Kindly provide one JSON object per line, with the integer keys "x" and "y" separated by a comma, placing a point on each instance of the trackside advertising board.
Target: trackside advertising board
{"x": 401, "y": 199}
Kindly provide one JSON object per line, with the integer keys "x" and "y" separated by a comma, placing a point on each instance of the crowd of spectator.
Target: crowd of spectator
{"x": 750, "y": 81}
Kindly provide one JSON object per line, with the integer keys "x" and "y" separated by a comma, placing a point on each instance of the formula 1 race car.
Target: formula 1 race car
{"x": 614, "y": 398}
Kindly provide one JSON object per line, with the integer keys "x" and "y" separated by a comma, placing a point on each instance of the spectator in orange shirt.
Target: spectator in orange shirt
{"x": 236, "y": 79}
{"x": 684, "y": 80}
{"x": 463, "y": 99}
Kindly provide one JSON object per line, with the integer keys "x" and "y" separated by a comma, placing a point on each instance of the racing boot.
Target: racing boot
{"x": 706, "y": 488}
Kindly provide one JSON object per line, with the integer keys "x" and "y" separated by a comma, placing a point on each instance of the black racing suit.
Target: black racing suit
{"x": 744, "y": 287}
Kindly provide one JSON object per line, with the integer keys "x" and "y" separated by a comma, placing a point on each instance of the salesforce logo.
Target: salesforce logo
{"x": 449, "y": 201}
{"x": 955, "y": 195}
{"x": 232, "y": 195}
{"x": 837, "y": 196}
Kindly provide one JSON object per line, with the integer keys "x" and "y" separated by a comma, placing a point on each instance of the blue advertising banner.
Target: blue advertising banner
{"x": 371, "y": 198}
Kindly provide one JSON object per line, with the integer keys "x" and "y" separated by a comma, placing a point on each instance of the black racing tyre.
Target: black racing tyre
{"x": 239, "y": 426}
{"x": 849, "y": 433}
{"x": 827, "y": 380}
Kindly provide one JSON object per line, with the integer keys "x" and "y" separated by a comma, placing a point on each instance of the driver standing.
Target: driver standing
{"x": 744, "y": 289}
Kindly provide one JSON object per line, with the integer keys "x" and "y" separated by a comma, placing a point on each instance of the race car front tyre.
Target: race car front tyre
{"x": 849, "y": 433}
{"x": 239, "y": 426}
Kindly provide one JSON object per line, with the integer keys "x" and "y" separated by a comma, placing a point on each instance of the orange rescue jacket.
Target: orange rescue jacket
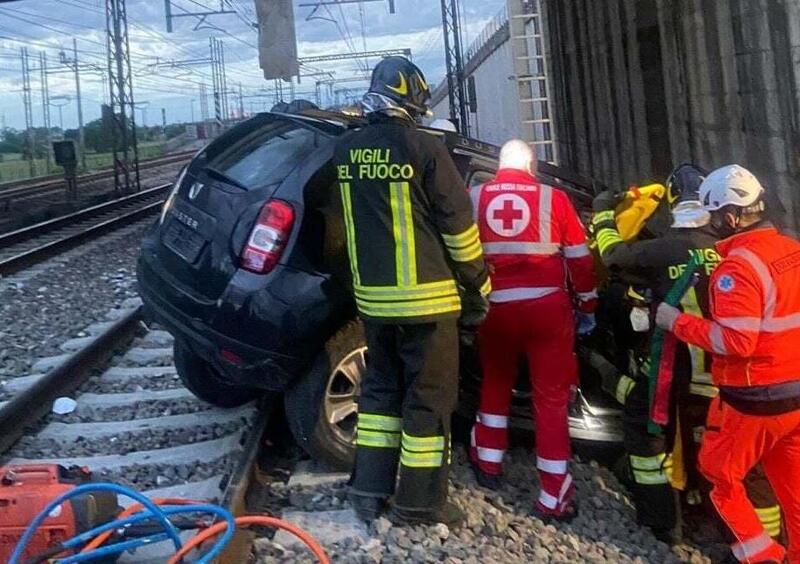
{"x": 755, "y": 307}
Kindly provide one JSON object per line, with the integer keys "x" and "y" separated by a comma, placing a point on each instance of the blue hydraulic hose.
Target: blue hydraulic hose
{"x": 86, "y": 536}
{"x": 156, "y": 513}
{"x": 115, "y": 548}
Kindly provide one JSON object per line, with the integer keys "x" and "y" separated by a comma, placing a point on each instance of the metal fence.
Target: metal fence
{"x": 495, "y": 24}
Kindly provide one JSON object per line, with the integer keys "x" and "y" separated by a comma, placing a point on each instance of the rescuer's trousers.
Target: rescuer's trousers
{"x": 734, "y": 442}
{"x": 542, "y": 330}
{"x": 652, "y": 465}
{"x": 407, "y": 399}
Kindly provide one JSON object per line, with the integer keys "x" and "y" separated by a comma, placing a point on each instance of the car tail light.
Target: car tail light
{"x": 268, "y": 238}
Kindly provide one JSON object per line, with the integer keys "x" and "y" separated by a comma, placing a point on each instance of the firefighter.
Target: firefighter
{"x": 754, "y": 336}
{"x": 652, "y": 267}
{"x": 536, "y": 246}
{"x": 413, "y": 246}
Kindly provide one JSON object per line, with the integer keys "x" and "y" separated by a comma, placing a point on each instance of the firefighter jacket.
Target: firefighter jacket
{"x": 410, "y": 235}
{"x": 656, "y": 264}
{"x": 754, "y": 332}
{"x": 533, "y": 239}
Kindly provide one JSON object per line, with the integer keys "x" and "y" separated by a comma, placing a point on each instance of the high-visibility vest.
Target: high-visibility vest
{"x": 755, "y": 306}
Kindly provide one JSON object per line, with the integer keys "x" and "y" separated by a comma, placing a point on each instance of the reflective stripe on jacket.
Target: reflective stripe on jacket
{"x": 755, "y": 307}
{"x": 533, "y": 239}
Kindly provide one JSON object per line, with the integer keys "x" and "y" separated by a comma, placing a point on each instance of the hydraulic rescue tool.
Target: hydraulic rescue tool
{"x": 27, "y": 489}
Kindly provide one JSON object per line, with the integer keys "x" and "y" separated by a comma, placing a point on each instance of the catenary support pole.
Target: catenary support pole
{"x": 81, "y": 137}
{"x": 45, "y": 107}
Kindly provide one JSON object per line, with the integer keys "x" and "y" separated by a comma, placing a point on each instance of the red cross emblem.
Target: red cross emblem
{"x": 508, "y": 215}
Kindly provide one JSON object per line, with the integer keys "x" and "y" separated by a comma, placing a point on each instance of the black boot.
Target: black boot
{"x": 367, "y": 507}
{"x": 449, "y": 514}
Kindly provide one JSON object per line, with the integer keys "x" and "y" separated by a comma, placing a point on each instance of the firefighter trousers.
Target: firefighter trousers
{"x": 543, "y": 331}
{"x": 652, "y": 466}
{"x": 407, "y": 399}
{"x": 734, "y": 442}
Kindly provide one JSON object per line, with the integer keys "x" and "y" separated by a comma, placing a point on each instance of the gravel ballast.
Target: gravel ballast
{"x": 500, "y": 527}
{"x": 40, "y": 312}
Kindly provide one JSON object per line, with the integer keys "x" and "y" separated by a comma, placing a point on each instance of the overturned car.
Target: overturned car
{"x": 247, "y": 268}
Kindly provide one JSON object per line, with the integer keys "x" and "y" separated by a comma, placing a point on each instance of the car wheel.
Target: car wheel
{"x": 205, "y": 382}
{"x": 322, "y": 406}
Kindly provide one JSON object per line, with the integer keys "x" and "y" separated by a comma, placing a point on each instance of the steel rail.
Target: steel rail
{"x": 57, "y": 246}
{"x": 243, "y": 477}
{"x": 27, "y": 189}
{"x": 27, "y": 407}
{"x": 39, "y": 229}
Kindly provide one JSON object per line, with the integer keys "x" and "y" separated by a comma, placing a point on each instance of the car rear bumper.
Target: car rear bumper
{"x": 258, "y": 367}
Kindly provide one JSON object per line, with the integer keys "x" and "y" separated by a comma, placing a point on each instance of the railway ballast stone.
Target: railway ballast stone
{"x": 499, "y": 526}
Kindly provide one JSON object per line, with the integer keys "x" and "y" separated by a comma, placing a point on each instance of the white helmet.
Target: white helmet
{"x": 518, "y": 155}
{"x": 444, "y": 125}
{"x": 730, "y": 185}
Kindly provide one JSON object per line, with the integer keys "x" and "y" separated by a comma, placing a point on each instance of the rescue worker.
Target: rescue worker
{"x": 536, "y": 247}
{"x": 652, "y": 267}
{"x": 413, "y": 246}
{"x": 754, "y": 335}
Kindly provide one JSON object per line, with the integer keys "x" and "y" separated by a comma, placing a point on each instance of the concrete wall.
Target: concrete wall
{"x": 643, "y": 85}
{"x": 497, "y": 118}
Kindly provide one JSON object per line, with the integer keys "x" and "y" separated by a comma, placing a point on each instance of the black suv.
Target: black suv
{"x": 247, "y": 268}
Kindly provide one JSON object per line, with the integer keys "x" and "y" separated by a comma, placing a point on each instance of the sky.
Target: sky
{"x": 49, "y": 26}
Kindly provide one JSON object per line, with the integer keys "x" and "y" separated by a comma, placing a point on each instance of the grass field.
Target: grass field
{"x": 20, "y": 169}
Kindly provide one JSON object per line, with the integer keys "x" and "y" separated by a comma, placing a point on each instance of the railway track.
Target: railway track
{"x": 27, "y": 189}
{"x": 28, "y": 246}
{"x": 134, "y": 422}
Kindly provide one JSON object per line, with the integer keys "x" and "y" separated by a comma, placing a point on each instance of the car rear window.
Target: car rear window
{"x": 267, "y": 154}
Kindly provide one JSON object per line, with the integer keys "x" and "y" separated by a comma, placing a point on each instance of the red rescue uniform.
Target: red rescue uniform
{"x": 536, "y": 247}
{"x": 755, "y": 337}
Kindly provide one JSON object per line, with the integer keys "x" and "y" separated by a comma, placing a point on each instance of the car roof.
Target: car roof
{"x": 480, "y": 152}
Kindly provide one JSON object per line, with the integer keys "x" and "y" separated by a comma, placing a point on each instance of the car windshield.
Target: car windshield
{"x": 265, "y": 155}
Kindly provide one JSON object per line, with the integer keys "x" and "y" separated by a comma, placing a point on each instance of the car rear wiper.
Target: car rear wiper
{"x": 219, "y": 175}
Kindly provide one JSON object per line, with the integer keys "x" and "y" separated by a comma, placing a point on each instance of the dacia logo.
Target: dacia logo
{"x": 195, "y": 190}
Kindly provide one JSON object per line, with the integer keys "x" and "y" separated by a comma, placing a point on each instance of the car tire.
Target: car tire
{"x": 205, "y": 382}
{"x": 321, "y": 406}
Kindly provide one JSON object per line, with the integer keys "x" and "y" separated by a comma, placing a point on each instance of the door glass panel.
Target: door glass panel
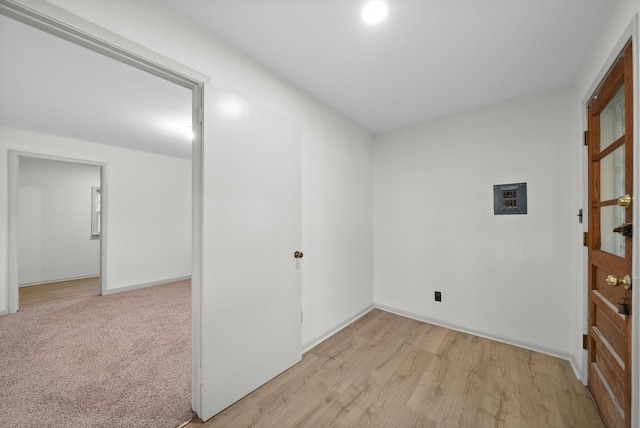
{"x": 612, "y": 216}
{"x": 612, "y": 175}
{"x": 612, "y": 120}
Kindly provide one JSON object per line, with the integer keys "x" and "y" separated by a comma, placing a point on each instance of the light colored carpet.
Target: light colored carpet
{"x": 103, "y": 361}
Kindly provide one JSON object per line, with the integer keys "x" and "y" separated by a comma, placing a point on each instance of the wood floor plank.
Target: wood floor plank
{"x": 34, "y": 295}
{"x": 389, "y": 371}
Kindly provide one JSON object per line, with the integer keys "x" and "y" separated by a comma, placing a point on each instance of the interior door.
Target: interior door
{"x": 251, "y": 280}
{"x": 610, "y": 140}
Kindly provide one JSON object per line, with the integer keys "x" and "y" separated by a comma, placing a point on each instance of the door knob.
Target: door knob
{"x": 614, "y": 281}
{"x": 624, "y": 201}
{"x": 625, "y": 229}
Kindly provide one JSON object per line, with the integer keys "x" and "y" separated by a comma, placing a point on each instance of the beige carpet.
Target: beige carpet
{"x": 104, "y": 361}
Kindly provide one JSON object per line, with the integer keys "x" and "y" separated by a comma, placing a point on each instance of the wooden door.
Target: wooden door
{"x": 251, "y": 281}
{"x": 610, "y": 140}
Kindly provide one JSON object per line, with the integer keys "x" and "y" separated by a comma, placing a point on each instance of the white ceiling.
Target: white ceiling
{"x": 428, "y": 59}
{"x": 53, "y": 86}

## To be done:
Copy, with no changes, the stretch of the material that begins with the line containing "the wooden door." and runs through the end of the material, including both the first and last lines.

## Full response:
Kindly provide one JSON object per line, with the integer keys "x" and "y" separated by a comma, placing a point on each instance of the wooden door.
Target: wooden door
{"x": 251, "y": 281}
{"x": 610, "y": 140}
Kindly provide one JSON object per line, with the integer keys "x" and "y" separated by a comma, placing a point on each instance of the white ceiling.
Target: white ceiling
{"x": 428, "y": 59}
{"x": 53, "y": 86}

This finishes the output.